*The request*. Retype the listing below word for word, leaving out the pictures.

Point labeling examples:
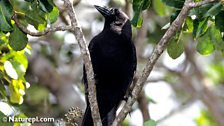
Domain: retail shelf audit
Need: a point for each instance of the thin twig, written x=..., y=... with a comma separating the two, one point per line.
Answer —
x=160, y=47
x=77, y=31
x=41, y=33
x=197, y=4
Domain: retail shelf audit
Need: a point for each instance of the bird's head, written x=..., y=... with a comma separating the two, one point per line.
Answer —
x=115, y=19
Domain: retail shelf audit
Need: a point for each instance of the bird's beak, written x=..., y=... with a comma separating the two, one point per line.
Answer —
x=104, y=11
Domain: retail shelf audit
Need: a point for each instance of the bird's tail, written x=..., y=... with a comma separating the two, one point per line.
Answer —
x=87, y=118
x=106, y=120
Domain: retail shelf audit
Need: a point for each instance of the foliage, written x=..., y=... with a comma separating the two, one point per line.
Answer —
x=150, y=123
x=13, y=44
x=205, y=119
x=138, y=7
x=206, y=25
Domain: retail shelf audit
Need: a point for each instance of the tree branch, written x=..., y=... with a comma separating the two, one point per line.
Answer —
x=160, y=47
x=77, y=31
x=44, y=32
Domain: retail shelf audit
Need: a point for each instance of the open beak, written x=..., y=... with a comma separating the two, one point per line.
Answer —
x=104, y=11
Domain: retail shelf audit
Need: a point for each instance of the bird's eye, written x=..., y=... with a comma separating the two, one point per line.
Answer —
x=116, y=11
x=117, y=23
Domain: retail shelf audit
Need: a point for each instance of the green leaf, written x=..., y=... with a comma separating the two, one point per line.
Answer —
x=174, y=3
x=53, y=15
x=146, y=4
x=200, y=27
x=214, y=10
x=138, y=7
x=46, y=5
x=189, y=24
x=219, y=21
x=150, y=123
x=176, y=47
x=174, y=15
x=17, y=90
x=36, y=17
x=10, y=70
x=159, y=7
x=200, y=12
x=5, y=15
x=17, y=39
x=205, y=45
x=29, y=0
x=216, y=38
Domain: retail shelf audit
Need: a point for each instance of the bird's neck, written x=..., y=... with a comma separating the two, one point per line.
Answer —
x=125, y=32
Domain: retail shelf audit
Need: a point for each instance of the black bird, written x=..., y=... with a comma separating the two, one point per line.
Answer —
x=114, y=62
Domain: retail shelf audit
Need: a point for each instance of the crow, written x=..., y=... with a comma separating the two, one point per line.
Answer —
x=113, y=56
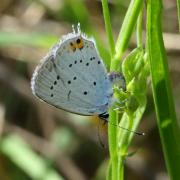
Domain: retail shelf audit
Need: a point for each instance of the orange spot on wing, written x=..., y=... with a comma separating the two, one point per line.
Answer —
x=72, y=46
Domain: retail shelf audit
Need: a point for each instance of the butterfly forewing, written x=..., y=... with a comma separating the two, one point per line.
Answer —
x=73, y=77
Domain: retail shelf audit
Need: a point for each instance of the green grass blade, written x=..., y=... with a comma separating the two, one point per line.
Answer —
x=178, y=12
x=166, y=117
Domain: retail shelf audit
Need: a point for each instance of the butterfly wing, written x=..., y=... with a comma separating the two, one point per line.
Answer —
x=73, y=77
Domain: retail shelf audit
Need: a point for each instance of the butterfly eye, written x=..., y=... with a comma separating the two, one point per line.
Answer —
x=80, y=43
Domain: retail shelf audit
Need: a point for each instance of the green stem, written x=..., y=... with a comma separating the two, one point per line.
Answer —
x=126, y=31
x=163, y=98
x=108, y=27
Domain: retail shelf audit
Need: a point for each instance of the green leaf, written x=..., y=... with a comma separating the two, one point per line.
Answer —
x=31, y=39
x=133, y=63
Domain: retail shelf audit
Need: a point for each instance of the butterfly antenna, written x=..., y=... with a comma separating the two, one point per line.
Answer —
x=79, y=27
x=131, y=131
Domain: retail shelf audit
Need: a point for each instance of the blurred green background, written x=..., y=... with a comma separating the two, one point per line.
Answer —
x=41, y=142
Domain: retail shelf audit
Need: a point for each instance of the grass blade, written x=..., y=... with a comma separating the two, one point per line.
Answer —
x=164, y=105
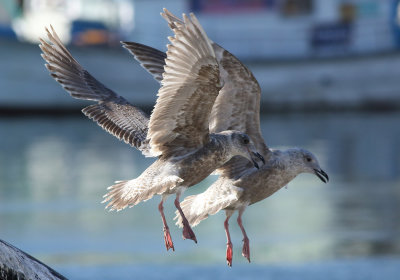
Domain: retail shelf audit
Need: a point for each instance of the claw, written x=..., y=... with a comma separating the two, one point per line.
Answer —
x=229, y=254
x=168, y=240
x=188, y=233
x=246, y=249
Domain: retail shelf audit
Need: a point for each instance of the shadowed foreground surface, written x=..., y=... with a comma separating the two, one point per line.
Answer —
x=54, y=172
x=16, y=264
x=362, y=269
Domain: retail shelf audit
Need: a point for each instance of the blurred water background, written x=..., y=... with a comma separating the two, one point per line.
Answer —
x=340, y=103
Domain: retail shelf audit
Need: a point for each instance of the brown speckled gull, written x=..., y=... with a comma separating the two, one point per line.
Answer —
x=178, y=129
x=236, y=107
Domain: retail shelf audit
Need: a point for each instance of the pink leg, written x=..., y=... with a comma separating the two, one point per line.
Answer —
x=229, y=246
x=167, y=235
x=187, y=232
x=246, y=246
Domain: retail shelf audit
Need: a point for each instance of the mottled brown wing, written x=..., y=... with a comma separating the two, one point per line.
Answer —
x=237, y=106
x=149, y=58
x=190, y=85
x=113, y=112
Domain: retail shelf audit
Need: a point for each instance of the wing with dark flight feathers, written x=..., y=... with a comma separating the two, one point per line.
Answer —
x=190, y=85
x=112, y=112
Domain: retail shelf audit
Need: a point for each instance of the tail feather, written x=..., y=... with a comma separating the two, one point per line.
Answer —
x=129, y=193
x=218, y=196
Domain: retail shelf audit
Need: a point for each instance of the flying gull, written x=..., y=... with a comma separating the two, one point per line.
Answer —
x=236, y=107
x=177, y=131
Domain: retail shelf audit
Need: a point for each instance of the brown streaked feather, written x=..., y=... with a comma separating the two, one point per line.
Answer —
x=218, y=196
x=150, y=59
x=237, y=106
x=113, y=113
x=190, y=85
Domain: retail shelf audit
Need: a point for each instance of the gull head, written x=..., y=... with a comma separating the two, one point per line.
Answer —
x=242, y=145
x=305, y=162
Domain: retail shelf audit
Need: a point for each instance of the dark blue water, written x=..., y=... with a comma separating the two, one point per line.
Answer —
x=54, y=171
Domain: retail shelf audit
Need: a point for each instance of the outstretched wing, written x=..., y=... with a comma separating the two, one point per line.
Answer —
x=149, y=58
x=180, y=120
x=237, y=106
x=112, y=112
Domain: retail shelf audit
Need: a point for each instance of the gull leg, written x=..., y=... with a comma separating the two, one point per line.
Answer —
x=229, y=246
x=187, y=232
x=167, y=236
x=246, y=245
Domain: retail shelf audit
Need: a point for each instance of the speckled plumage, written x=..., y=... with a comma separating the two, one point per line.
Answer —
x=177, y=131
x=236, y=107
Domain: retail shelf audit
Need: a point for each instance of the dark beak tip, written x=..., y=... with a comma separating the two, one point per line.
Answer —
x=256, y=165
x=322, y=175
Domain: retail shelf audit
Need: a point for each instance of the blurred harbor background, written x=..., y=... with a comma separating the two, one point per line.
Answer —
x=329, y=71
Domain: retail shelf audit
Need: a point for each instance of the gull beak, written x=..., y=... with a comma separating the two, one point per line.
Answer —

*Solved exercise*.
Domain: retail shelf audit
Need: a point for each instance of the thin twig, written x=..., y=... with a comma separating the two, one point per line.
Answer —
x=160, y=47
x=77, y=31
x=41, y=33
x=197, y=4
Domain: retail shelf audit
Need: a point for each instance of the bird's head, written x=..., y=... with a comma separating the two, one point per line.
Answer —
x=115, y=19
Domain: retail shelf audit
Need: a point for each instance of the bird's beak, written x=..., y=... with a comma separating the two, one point per line.
Answer —
x=104, y=11
Domain: retail shelf audit
Need: a point for each instance of the bird's tail, written x=..., y=... with a comma separating the two, one point per line.
Answer —
x=87, y=118
x=106, y=120
Domain: retail shelf audit
Need: a point for each instance of the foliage, written x=..., y=... with a comma separating the two, one point per line.
Answer —
x=150, y=123
x=13, y=44
x=205, y=119
x=138, y=7
x=206, y=25
Domain: retail shelf audit
Need: a point for each instance of the tree branch, written x=..., y=... with a comma separating the two, one point per line.
Answer —
x=160, y=47
x=77, y=31
x=44, y=32
Domain: retail shelf audit
Need: a point for each instance of the open beak, written x=..., y=... with a comma separating the two, one point per line.
Answer —
x=104, y=11
Domain: retail shelf audit
Need: a point for each instance of the bird's eye, written x=..., y=... with a comma separating the two, one point per line.
Answer —
x=116, y=11
x=117, y=23
Domain: retail shelf audit
Need: a point for each instance of the green leaf, written x=..., y=... with a comma separating the two, one point per line.
Answer —
x=174, y=3
x=53, y=15
x=146, y=4
x=200, y=27
x=214, y=10
x=138, y=7
x=46, y=5
x=189, y=24
x=219, y=21
x=150, y=123
x=176, y=47
x=174, y=15
x=17, y=90
x=36, y=17
x=10, y=70
x=159, y=7
x=200, y=12
x=5, y=15
x=17, y=39
x=205, y=45
x=29, y=0
x=216, y=38
Domain: retail shelf audit
Need: a point for each instance of the bird's neck, written x=..., y=... with a comma separating the two, one point per line.
Answer —
x=125, y=32
Domain: retail shelf audit
Need: a point for each instance of the black bird, written x=..., y=... with a comma separating the two, one point per line.
Answer —
x=114, y=62
Domain: retail shelf audit
Need: a point for each instance of the crow, written x=..., y=... with a comma separating the two, one point per line.
Answer —
x=113, y=56
Domain: retail shelf audit
Need: a point for each instance of the orange spot on wing, written x=..., y=... with a comma separating the two, one point per line.
Answer —
x=72, y=46
Domain: retail shelf audit
Need: a point for each instance of the butterfly forewing, written x=..., y=... with a comma separating the two, one point per line.
Answer —
x=73, y=77
Domain: retail shelf audit
Need: a point for each instance of the green grass blade, written x=..., y=... with a comma separating the two, one point per line.
Answer —
x=178, y=12
x=166, y=117
Domain: retail shelf audit
Need: a point for each instance of the butterfly wing, written x=..., y=... with a comma separating the two, one point per line.
Answer —
x=73, y=77
Domain: retail shelf audit
Need: a point for each instance of the butterfly eye, written x=..., y=... with a comma separating the two, one point per line.
Answer —
x=80, y=43
Domain: retail shelf audit
Need: a point for each instance of the green stem, written x=..., y=... with a comma separating the two, one point per line.
Answer —
x=126, y=31
x=163, y=98
x=108, y=27
Domain: retail shelf audit
Need: a point for each instance of the green leaf, written x=..., y=... with a comma separating the two, one point per line.
Answer —
x=31, y=39
x=133, y=63
Domain: retail shelf audit
Need: a point for each instance of the butterfly antenna, written x=..., y=... with a comma separating the two, one point per line.
Answer —
x=79, y=27
x=131, y=131
Domain: retail shelf audit
Need: a point for each instance of the blurred green background, written x=..., y=... with a comma separating the two, one point per line.
Answer —
x=41, y=142
Domain: retail shelf audit
Need: a point for each instance of the grass blade, written x=..., y=... with a comma separating the two, one point per line.
Answer —
x=164, y=105
Domain: retail shelf audit
Need: a point for each instance of the claw, written x=..., y=... with a comma separating the two, one point per line.
Answer —
x=229, y=254
x=168, y=240
x=188, y=233
x=246, y=249
Domain: retail shelf audit
Need: a point for each instance of the shadowed foreground surface, written x=..., y=... with a comma separating the two, one point per line.
Answer —
x=54, y=172
x=16, y=264
x=362, y=269
Domain: retail shelf audit
Need: a point for each instance of the blurred water background, written x=..., y=... with a comma separating the two, one point per line.
Answer —
x=340, y=103
Domain: retail shelf audit
Need: a point for each instance of the brown speckled gull, written x=..., y=... with a comma separating the two, one point per line.
Answer —
x=178, y=129
x=236, y=107
Domain: retail shelf audit
Need: a point for each instance of the pink leg, written x=..., y=... with a comma separating the two, one point per line.
Answer —
x=229, y=246
x=167, y=235
x=187, y=232
x=246, y=246
Domain: retail shelf audit
Need: a point for each instance of the mottled brown wing, written x=..., y=... with a comma separating the two, one point per line.
Answer —
x=237, y=106
x=149, y=58
x=190, y=85
x=113, y=112
Domain: retail shelf audit
Need: a point for each instance of the wing with dark flight feathers, written x=..., y=... with a comma separating the two, one point per line.
Answer —
x=190, y=85
x=112, y=112
Domain: retail shelf audit
Need: a point for each instance of the tail feather, written x=..., y=... with a comma separating the two, one point per line.
Answer —
x=129, y=193
x=218, y=196
Domain: retail shelf audit
Need: a point for each instance of the flying gull, written x=..., y=... with a comma separating the two, one point per line.
Answer —
x=236, y=107
x=177, y=131
Domain: retail shelf audit
Need: a point for each instance of the brown streaked feather, written x=..., y=... with a comma separating the two, one point per line.
Answer —
x=218, y=196
x=150, y=59
x=237, y=106
x=113, y=113
x=190, y=85
Domain: retail shelf audit
Need: a point for each instance of the gull head, written x=..., y=... with a comma separating the two, one point per line.
Answer —
x=242, y=145
x=305, y=162
Domain: retail shelf audit
Need: a point for each instance of the dark blue water, written x=..., y=... with a comma separating the two, one point per line.
Answer —
x=54, y=171
Domain: retail shelf audit
Need: a point for each instance of the outstretched wing, written x=..., y=... with a comma separating the two, one point per line.
Answer —
x=149, y=58
x=180, y=120
x=237, y=106
x=112, y=112
Domain: retail shelf audit
Need: a point for each instance of the gull leg, written x=..., y=... with a comma separating the two, one point per line.
Answer —
x=229, y=246
x=187, y=232
x=167, y=236
x=246, y=245
Domain: retail shelf audit
Need: a point for each instance of the speckled plumage, written x=..., y=... with a comma separating the two, one point per line.
Answer —
x=177, y=131
x=236, y=107
Domain: retail shelf audit
Need: a point for each instance of the dark beak tip, written x=..., y=... with a comma separating the two, one point per line.
Answer —
x=256, y=165
x=322, y=175
Domain: retail shelf audit
Need: a point for each instance of the blurred harbor background, written x=..., y=... with a comma separating the two, one point per line.
Answer —
x=329, y=71
Domain: retail shelf audit
Need: a point for each instance of the gull beak, written x=..., y=... with a comma separating the two, one point per line.
Answer —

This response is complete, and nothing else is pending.